Given request -
Take the line containing "Check that each instance of the pickles" and every line after it to the end of the records, and copy them exactly, leaving out pictures.

The data -
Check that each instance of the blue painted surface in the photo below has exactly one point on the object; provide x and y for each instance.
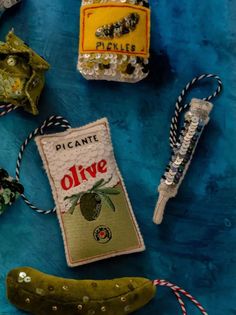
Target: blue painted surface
(195, 245)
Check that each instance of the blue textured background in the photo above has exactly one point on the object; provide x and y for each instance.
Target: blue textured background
(195, 245)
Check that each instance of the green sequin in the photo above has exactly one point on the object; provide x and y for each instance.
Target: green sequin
(10, 190)
(21, 74)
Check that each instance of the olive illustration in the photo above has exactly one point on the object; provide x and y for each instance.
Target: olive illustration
(90, 206)
(90, 202)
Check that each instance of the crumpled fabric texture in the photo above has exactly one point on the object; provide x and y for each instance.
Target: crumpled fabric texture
(21, 74)
(10, 190)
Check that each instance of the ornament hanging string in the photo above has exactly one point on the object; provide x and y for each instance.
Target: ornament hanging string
(177, 291)
(52, 121)
(7, 108)
(180, 106)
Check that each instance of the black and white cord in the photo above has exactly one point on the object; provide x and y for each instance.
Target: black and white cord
(52, 121)
(7, 108)
(180, 106)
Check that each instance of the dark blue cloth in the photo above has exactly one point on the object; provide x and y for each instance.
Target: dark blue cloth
(195, 245)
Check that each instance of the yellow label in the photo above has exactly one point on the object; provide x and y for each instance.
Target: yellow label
(135, 42)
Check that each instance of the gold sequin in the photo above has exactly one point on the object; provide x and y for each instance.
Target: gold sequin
(65, 288)
(127, 308)
(85, 299)
(39, 291)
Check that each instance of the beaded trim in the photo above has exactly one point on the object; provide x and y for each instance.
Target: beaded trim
(183, 144)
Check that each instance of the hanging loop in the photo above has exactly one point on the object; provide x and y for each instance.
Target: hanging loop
(180, 106)
(7, 108)
(177, 290)
(52, 121)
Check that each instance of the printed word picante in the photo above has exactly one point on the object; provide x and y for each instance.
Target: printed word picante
(76, 143)
(78, 174)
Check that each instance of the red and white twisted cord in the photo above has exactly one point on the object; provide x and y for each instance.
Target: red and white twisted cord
(177, 290)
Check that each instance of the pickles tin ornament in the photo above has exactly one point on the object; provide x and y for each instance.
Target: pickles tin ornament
(7, 4)
(21, 76)
(184, 143)
(92, 204)
(41, 294)
(114, 40)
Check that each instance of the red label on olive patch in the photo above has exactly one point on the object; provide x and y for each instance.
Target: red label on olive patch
(102, 234)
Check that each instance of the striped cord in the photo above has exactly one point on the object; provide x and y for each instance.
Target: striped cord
(52, 121)
(180, 106)
(7, 108)
(177, 290)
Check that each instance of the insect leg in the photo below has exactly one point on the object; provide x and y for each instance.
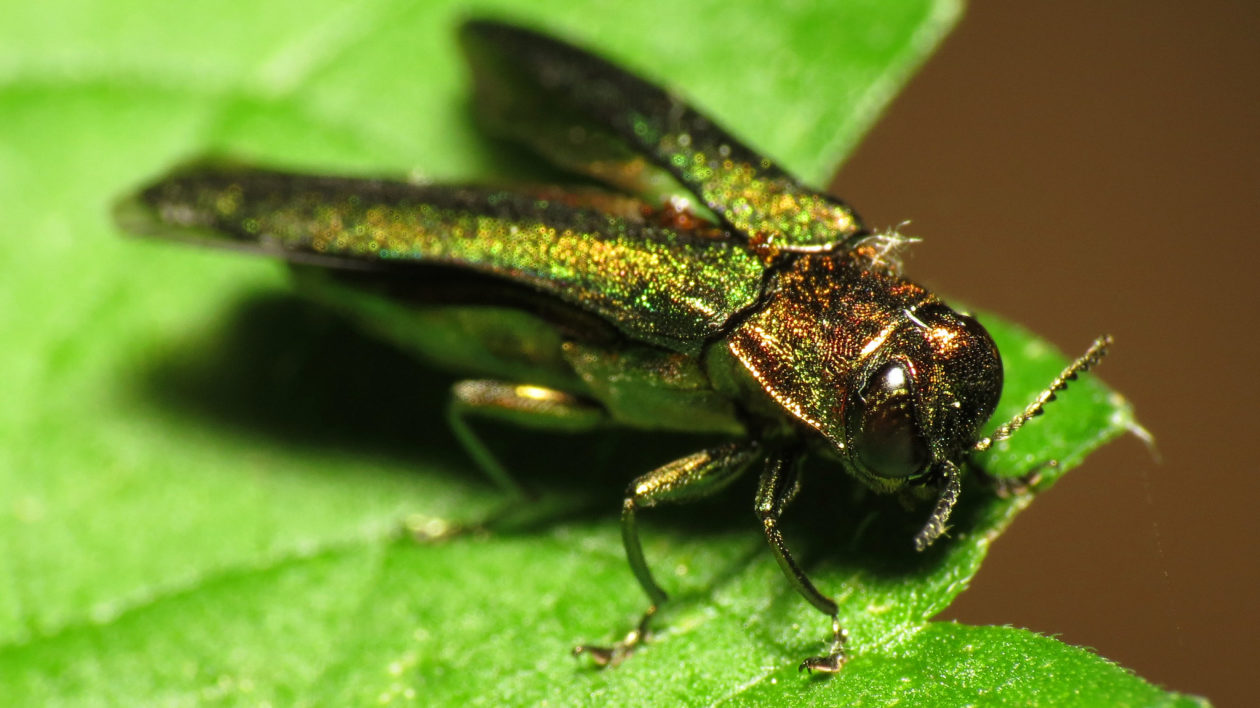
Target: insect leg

Solution to this exercise -
Check that each instance of the pickles tin ornament in the photo above has exactly one point on the object; provide x and y for each instance.
Target: pickles tin ornament
(7, 4)
(21, 76)
(184, 143)
(92, 204)
(41, 294)
(114, 40)
Check that each instance of the red label on olive patch in the photo above has exactly one point on the object; provide x and y for each instance.
Target: red label on olive patch
(102, 234)
Check that each instance of the striped cord in the photo above has exactly one point on the object; provide x and y for each instance.
Target: striped cord
(52, 121)
(180, 106)
(7, 108)
(177, 290)
Check that each instance of the insect leg in the photo below has exactly one point on the object; provide x and y for each instance.
Target: insect leg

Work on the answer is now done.